---------- Records supplied

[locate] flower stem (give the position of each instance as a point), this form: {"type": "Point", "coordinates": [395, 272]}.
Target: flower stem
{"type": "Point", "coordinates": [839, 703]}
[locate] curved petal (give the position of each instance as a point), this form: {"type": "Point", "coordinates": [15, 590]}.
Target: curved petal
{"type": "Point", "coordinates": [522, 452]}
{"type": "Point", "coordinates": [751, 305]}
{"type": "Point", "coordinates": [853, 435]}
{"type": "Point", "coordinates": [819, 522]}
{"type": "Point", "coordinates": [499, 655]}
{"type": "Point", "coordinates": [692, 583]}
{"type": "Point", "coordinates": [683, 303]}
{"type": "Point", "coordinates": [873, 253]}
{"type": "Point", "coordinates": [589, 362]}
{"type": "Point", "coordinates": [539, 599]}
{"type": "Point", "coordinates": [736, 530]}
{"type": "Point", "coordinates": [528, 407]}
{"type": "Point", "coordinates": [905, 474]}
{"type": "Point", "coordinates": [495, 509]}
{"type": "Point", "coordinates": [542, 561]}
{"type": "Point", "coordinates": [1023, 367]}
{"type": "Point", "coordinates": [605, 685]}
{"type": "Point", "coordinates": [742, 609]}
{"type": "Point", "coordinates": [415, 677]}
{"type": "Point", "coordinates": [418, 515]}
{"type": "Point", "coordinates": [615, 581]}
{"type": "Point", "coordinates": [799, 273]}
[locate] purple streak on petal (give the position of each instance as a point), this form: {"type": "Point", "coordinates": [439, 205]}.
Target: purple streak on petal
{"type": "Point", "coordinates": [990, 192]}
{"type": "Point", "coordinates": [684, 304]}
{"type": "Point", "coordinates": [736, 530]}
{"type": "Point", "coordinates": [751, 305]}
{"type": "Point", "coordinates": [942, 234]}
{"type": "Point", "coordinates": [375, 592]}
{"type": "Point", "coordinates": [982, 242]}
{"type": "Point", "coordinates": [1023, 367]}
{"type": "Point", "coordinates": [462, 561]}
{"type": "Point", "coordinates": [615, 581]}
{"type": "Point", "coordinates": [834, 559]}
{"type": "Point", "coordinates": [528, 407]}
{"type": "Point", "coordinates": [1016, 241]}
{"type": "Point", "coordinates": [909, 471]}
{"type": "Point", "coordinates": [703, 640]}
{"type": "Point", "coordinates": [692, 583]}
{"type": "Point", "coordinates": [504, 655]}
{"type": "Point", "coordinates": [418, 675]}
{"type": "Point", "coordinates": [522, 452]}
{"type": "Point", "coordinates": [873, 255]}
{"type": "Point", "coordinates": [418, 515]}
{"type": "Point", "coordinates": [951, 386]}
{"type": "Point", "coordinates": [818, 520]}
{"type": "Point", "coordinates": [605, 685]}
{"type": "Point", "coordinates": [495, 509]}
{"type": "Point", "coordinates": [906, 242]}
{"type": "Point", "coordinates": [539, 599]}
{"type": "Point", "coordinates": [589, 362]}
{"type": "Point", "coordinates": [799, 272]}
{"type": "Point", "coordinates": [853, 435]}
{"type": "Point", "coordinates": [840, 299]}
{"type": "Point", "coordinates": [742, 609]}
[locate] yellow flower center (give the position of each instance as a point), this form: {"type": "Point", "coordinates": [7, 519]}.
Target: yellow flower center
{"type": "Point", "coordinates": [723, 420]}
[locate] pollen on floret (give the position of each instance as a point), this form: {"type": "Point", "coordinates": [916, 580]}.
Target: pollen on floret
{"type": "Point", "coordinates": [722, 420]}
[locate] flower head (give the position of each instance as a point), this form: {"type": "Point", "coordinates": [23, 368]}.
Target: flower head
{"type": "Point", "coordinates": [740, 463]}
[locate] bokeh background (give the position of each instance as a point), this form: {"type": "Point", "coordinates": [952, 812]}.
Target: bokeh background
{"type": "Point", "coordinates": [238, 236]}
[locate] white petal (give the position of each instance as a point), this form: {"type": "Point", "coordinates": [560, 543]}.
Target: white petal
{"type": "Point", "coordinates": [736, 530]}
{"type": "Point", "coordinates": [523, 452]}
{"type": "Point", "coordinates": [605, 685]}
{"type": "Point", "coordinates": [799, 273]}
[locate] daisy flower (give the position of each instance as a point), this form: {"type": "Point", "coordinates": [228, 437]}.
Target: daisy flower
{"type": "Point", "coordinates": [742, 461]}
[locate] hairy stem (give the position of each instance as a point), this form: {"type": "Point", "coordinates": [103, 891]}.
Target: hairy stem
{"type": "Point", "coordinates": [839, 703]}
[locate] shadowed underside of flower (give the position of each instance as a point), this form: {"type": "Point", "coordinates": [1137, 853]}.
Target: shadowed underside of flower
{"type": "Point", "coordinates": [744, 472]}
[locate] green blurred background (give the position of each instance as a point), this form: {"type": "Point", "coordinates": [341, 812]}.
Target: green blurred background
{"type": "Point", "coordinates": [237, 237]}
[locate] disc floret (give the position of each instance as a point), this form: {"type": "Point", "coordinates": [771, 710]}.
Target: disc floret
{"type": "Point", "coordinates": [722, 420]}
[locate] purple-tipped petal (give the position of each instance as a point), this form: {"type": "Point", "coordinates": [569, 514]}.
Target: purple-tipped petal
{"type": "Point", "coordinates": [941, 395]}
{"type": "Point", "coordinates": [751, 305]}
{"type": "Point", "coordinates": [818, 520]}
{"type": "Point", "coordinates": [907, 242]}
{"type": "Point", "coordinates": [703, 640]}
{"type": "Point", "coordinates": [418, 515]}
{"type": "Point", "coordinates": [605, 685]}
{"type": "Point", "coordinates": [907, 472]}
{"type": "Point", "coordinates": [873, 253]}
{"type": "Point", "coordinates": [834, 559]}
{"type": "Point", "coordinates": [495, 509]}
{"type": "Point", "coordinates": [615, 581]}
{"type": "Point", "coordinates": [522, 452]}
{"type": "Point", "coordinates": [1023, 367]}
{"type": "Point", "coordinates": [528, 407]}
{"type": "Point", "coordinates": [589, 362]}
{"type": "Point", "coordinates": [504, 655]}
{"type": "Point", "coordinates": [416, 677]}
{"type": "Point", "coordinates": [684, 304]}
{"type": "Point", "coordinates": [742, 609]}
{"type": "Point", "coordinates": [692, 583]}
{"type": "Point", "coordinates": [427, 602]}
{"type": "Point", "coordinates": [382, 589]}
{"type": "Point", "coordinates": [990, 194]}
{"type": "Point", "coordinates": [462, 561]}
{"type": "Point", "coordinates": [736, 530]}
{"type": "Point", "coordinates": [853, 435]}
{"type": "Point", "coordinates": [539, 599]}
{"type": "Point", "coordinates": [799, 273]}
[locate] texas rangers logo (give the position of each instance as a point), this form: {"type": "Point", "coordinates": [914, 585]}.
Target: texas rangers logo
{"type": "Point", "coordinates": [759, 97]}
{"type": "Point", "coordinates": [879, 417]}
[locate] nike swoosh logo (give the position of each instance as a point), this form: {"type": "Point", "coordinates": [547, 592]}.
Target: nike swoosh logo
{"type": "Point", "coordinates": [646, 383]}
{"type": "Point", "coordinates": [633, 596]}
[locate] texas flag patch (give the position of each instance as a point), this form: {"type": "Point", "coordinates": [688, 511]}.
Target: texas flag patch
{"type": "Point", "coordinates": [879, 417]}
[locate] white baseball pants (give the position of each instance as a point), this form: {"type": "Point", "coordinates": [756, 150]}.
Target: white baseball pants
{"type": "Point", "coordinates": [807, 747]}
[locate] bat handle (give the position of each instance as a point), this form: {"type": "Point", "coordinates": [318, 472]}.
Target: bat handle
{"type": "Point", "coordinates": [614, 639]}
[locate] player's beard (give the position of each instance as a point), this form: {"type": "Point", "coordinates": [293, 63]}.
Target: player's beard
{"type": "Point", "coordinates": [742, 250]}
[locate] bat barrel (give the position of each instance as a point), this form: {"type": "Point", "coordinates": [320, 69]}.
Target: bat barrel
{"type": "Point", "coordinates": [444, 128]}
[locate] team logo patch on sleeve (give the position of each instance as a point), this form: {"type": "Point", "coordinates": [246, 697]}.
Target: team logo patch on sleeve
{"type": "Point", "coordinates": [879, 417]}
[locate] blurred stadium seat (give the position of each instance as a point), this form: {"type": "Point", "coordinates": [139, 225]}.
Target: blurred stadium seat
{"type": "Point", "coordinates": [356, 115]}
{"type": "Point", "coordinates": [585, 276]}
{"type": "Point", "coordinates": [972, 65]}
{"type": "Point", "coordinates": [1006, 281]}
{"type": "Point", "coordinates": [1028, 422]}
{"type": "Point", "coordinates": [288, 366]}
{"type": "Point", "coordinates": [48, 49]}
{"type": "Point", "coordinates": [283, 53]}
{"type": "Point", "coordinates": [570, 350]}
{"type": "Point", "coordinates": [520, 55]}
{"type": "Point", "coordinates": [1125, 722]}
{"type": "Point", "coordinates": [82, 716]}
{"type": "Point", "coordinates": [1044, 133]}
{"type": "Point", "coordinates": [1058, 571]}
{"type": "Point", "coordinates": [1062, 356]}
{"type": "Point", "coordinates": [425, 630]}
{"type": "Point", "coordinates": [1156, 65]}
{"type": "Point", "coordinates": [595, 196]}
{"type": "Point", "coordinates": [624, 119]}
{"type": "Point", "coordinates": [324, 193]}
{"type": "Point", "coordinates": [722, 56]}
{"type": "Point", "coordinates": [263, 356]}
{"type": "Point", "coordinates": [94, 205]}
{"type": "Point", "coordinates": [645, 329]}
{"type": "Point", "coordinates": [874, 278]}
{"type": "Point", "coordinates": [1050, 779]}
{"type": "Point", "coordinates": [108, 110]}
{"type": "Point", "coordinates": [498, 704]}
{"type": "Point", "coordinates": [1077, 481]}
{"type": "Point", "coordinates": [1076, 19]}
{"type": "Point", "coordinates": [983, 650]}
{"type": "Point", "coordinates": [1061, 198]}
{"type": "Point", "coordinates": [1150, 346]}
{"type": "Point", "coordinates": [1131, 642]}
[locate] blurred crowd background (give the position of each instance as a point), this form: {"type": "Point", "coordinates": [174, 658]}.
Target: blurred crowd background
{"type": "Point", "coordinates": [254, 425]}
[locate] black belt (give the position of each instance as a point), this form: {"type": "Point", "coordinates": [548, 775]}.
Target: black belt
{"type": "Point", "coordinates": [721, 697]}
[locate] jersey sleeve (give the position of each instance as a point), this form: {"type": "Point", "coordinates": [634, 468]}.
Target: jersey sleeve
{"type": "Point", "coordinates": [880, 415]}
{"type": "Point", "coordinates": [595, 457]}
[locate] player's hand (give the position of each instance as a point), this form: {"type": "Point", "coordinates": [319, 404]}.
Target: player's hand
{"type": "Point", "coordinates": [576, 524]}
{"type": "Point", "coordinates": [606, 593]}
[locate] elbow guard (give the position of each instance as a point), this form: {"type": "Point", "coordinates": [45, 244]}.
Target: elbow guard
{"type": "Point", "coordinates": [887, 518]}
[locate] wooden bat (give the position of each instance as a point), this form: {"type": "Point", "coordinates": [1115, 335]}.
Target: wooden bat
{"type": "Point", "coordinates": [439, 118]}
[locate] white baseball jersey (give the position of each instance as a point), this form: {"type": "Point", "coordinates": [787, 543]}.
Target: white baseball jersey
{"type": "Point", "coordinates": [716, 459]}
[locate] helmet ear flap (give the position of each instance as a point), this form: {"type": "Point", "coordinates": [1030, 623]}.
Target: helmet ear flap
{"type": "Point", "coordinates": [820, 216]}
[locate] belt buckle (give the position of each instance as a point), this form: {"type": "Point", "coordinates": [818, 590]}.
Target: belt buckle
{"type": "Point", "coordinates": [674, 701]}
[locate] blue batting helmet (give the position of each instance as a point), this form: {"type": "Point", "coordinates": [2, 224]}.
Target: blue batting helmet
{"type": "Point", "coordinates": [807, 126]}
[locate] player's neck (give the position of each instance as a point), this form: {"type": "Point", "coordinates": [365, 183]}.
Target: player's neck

--------------------

• Exercise requirements:
Write out only the final block of lines, starting at the line with "[locate] blurred crowd" and running to the end of the material.

• Written answer:
[locate] blurred crowd background (give the position of each instance as a point), this form: {"type": "Point", "coordinates": [174, 658]}.
Target: blurred crowd background
{"type": "Point", "coordinates": [254, 425]}
[locate] black belt (give the position of each instance as a point), this form: {"type": "Point", "coordinates": [548, 775]}.
Target: black belt
{"type": "Point", "coordinates": [721, 697]}
[locate] jersey sleeve (give the position of each instance as a point), this form: {"type": "Point", "coordinates": [634, 468]}.
Target: jersey sleeve
{"type": "Point", "coordinates": [880, 415]}
{"type": "Point", "coordinates": [595, 457]}
[locate] player's hand (give the position of each instance as a point), this form: {"type": "Point", "coordinates": [319, 404]}.
Target: player's hand
{"type": "Point", "coordinates": [576, 524]}
{"type": "Point", "coordinates": [606, 593]}
[locate] elbow guard (give the position of each instance as a point), this form: {"type": "Point", "coordinates": [45, 244]}.
Target: elbow guard
{"type": "Point", "coordinates": [887, 518]}
[locate] wooden bat (give the position of each instance as a point), this form: {"type": "Point", "coordinates": [1115, 335]}.
Target: wooden bat
{"type": "Point", "coordinates": [439, 118]}
[locate] white baseball jersey (give the position of each instance as a point), this form: {"type": "Point", "coordinates": [787, 543]}.
Target: white baseball jersey
{"type": "Point", "coordinates": [716, 459]}
[locate] helmet ear flap (give the position of each instance as a point), this form: {"type": "Point", "coordinates": [1030, 623]}.
Target: helmet ear flap
{"type": "Point", "coordinates": [820, 216]}
[locate] belt buckle (give the position of each instance as a point), this form: {"type": "Point", "coordinates": [818, 590]}.
Target: belt buckle
{"type": "Point", "coordinates": [674, 701]}
[locate] blue batting helmet (give the position of each instance as a point), this form: {"type": "Point", "coordinates": [2, 224]}.
Target: blue batting helmet
{"type": "Point", "coordinates": [807, 126]}
[locate] player's neck (give the position of each instance as a point), this form: {"type": "Point", "coordinates": [365, 183]}.
Target: player's neck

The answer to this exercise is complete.